Input records:
'''
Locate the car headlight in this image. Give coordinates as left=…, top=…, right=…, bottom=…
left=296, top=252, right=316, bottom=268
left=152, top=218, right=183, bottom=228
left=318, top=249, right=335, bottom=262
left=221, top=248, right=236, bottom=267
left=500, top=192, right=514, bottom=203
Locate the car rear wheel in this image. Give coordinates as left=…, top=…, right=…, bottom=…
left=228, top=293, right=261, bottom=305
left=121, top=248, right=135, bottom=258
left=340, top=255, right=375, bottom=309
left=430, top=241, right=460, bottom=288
'''
Exercise prompt: Can you turn the records above into a Markdown table with the columns Row and Line, numbering each line in the first column, putting its text in the second, and skipping any blank lines?

The result:
| Row | Line |
|---|---|
| 1 | Locate the car headlight in this image. Give coordinates as left=…, top=…, right=…, bottom=… |
| 2 | left=296, top=252, right=316, bottom=268 |
| 3 | left=152, top=218, right=183, bottom=228 |
| 4 | left=318, top=249, right=335, bottom=262 |
| 5 | left=221, top=248, right=236, bottom=267 |
| 6 | left=500, top=192, right=514, bottom=203 |
| 7 | Locate the car rear wheel in this image. Give coordinates as left=…, top=…, right=…, bottom=… |
| 8 | left=228, top=293, right=261, bottom=305 |
| 9 | left=121, top=248, right=135, bottom=258 |
| 10 | left=340, top=255, right=375, bottom=309 |
| 11 | left=430, top=241, right=460, bottom=288 |